╭─ Text section
Since 2023, sodium-ion batteries have made breakthroughs in various applications such as two-wheelers, light vehicles, residential energy storage, and communication energy storage. They have made significant progress in the industrialization process and are now entering the preparation phase for large-scale production.

On one hand, the three major technology routes for sodium-ion batteries have different advantages and disadvantages and are currently in a competitive phase. Additionally, the expansion of the sodium battery market will create a significant demand for upstream cathode materials, making cathode material production a key factor in promoting the industrialization of sodium batteries.

On the other hand, sodium-ion batteries have gained frequent orders in various fields this year, and production capacity planning continues to expand, putting pressure on sodium battery companies' production and delivery capabilities. Currently, several sodium battery companies are actively constructing production lines, and the first to achieve large-scale production and delivery will have a competitive advantage in the market.

As one of the most representative companies in the field of sodium batteries, Max Power has consistently focused on the anionic route. Their first anionic cathode material for large-scale production, sodium iron sulfate, offers cost advantages, excellent cycle life, and inherent safety performance, making it an ideal solution for various electric vehicle scenarios in the future.

Sodium Iron Sulfate Route: Making Strides

Historically, the progress in sodium battery cathode material technology and production capacity has been crucial for the industrialization of sodium batteries. Currently, there are three major technology routes for sodium battery cathode materials: layered oxides, anionic compounds, and Prussian blue compounds.

Among these, the Prussian blue compounds have made slower progress in industrialization due to issues such as toxic gas generation during crystallization and thermal runaway.

Layered oxides can balance energy density and cycle life and have already achieved industrialization. However, cost issues could be a key limiting factor for their commercialization in the future.
╰─
╭─ Data provided
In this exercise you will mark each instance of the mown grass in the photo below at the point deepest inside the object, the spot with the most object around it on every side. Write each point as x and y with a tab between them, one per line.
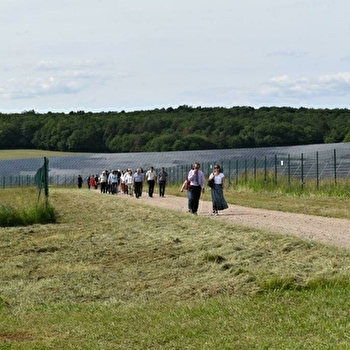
╰─
### Activity
Resume the sodium-ion battery text above, starting after its final sentence about layered oxides.

### Task output
Currently, the price of lithium carbonate fluctuates in the range of 150,000 to 200,000 RMB per ton, and battery manufacturers and downstream companies have a relatively broad acceptance range for the cost of sodium battery cathode materials. However, if lithium salt prices fall to 100,000 RMB per ton, cost issues may become a significant factor hindering the expansion of sodium-ion battery applications. At that time, layered oxides may face certain pressures.

Anionic compounds offer high stability and electrochemical stability with the longest theoretical cycle life, which can reach 6000 cycles, all while maintaining low costs. They have promising prospects in various applications, including two-wheelers, low-speed vehicles, and energy storage, and their industrialization is accelerating.

This means that sodium battery companies that focus on anionic technology routes need to break through material technology and large-scale production bottlenecks, improve the cycle life and ultimate safety of sodium batteries, and achieve the lowest possible production costs to gain an early advantage in the upcoming sodium battery market battle.

As a representative company in the anionic route, Max Power uses the sodium iron sulfate system technology route, which offers multiple advantages, including low cost, high safety, and high cycle life.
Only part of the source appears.